Task item: Once you have read the entries below, give them all again without any difference.

Record excerpts:
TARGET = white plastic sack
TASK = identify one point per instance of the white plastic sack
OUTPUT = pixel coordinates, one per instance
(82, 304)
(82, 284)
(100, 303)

The answer:
TARGET = white plastic sack
TASK = identify one point per instance of the white plastic sack
OUTPUT = pixel coordinates, one per instance
(82, 304)
(82, 284)
(100, 303)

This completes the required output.